** Source excerpt **
======

By
Warren Bird, Ph.D.
Worldwide,
the practice of forming very large-attendance churches goes back many
centuries. The New Testament refers to certain
banner-attendance assemblies, such as Pentecost when “about 3,000” were converted
(Acts 2:41). The overall church continued to grow to 5,000 (Acts 4:4) and
beyond (Acts 21:20). But the weekly meetings were not akin to today’s
megachurch because the earliest Christian communities generally met as smaller
groups in homes, according to New Testament record. The first known church
building was not built until 201 A.D., and many churches continued to convene
in homes even after the Roman Empire legalized Christianity in, 313 A.D.
Yet
over the centuries occasional large-attendance churches developed including the
great Abbey of Cluny, the great cathedrals of Constantinople and Europe,
and also the tabernacles build around the ministries of such evangelists and
teachers as Charles Spurgeon in England. As a case in point, Spurgeon
preached regularly—often 10 times in a week—to audiences of 6,000 and more. He
once addressed an audience of 23,654 (without aid of amplification). He grew
the congregation of New Park Street Church, later named the Metropolitan Tabernacle, from an attendance
of 232 in 1854 to 5,311 in 1892, making it the largest independent congregation
in the world for a time. Prime Ministers, presidents, and other notables
flocked to hear him. However, attendance there today has been considerably less
than 2,000 for several decades.
These were not Europe’s first megachurches either. The last ten years of John Calvin’s life in Geneva (1555-1564) were preoccupied with missions in France, such as in Bergerac: “From day to day, we are growing, and God has caused His Word to bear such fruit that at sermons on Sundays, there are about four- to five-thousand people,” he wrote. Another letter from Montpelier rejoiced, “Our church, thanks to the Lord, has so grown and so continues to grow every day that we are obliged to preach three sermons on Sundays to a total of five- to six-thousand people.” A pastor in Toulouse wrote: “Our church has grown to the astonishing number of about eight- to nine-thousand souls.” (For additional examples, see this scholarly article by David Eagle.)

======

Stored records
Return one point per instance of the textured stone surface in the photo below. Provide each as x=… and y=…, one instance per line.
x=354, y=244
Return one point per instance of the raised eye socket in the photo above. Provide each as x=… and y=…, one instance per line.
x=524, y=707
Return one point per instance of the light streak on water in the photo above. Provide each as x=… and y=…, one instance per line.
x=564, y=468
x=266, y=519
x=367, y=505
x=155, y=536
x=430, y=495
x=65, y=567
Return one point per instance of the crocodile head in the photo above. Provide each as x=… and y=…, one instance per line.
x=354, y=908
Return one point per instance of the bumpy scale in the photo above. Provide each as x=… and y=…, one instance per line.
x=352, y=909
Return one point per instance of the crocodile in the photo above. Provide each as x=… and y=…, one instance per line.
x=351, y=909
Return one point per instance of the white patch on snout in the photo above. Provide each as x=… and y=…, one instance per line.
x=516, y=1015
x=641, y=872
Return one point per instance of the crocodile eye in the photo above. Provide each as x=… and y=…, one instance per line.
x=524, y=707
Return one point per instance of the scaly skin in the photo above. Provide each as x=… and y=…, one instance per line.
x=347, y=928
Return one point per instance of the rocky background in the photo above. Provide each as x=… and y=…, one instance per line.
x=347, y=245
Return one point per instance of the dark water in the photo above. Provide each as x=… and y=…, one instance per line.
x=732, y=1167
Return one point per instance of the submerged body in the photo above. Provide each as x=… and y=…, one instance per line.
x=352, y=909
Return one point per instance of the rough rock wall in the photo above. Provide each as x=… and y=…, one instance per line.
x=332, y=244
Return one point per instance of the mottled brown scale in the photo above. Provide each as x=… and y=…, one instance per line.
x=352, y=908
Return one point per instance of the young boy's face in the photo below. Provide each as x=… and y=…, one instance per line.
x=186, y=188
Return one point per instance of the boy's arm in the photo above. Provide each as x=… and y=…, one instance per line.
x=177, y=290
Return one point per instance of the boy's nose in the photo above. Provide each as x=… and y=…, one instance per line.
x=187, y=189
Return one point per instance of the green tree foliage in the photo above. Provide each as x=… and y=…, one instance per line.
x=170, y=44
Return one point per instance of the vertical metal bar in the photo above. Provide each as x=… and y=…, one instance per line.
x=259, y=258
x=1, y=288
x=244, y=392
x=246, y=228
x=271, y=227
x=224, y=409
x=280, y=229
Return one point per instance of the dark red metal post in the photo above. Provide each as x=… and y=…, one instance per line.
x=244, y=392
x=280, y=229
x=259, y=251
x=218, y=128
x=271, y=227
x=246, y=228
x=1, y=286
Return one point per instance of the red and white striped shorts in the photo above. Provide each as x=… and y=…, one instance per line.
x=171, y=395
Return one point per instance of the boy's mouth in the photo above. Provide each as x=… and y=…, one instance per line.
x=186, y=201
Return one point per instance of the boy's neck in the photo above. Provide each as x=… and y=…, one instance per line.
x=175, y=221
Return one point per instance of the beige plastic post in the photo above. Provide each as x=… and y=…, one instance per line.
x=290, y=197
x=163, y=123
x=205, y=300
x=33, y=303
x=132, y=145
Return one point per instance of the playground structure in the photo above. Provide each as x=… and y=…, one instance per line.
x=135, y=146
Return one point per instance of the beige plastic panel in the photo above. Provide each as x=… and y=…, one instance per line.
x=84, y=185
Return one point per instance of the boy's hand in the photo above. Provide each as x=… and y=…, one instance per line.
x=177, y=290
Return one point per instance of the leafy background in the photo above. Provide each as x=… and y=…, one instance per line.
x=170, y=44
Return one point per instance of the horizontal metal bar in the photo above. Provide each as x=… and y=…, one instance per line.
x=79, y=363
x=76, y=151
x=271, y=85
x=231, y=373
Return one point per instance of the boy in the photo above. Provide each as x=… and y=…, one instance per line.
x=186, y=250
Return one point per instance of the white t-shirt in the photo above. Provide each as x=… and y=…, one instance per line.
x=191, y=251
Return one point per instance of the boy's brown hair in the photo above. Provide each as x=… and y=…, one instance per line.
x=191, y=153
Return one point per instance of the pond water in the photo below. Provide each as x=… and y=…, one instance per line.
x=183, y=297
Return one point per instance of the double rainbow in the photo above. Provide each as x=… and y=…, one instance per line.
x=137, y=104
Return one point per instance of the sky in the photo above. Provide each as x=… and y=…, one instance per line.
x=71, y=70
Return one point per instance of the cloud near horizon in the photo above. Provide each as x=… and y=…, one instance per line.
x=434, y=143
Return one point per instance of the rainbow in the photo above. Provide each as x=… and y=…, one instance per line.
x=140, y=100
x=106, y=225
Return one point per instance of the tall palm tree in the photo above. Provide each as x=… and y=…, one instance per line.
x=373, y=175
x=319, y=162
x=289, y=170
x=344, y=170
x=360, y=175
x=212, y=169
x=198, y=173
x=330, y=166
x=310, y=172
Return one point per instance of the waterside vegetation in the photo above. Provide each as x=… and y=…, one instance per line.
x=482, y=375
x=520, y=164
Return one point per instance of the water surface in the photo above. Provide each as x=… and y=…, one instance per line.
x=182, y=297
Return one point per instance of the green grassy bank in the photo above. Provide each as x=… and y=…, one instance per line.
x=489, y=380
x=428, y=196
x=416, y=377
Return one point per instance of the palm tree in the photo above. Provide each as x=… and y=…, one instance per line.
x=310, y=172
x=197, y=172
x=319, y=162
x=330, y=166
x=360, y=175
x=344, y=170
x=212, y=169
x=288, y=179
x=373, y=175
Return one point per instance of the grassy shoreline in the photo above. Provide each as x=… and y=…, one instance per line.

======

** The problem **
Edit the church history passage starting at "These were not" and ending at "by David Eagle.)", changing "Bergerac" to "Nîmes". This data was drawn from a separate source.

** Reply to the exercise **
These were not Europe’s first megachurches either. The last ten years of John Calvin’s life in Geneva (1555-1564) were preoccupied with missions in France, such as in Nîmes: “From day to day, we are growing, and God has caused His Word to bear such fruit that at sermons on Sundays, there are about four- to five-thousand people,” he wrote. Another letter from Montpelier rejoiced, “Our church, thanks to the Lord, has so grown and so continues to grow every day that we are obliged to preach three sermons on Sundays to a total of five- to six-thousand people.” A pastor in Toulouse wrote: “Our church has grown to the astonishing number of about eight- to nine-thousand souls.” (For additional examples, see this scholarly article by David Eagle.)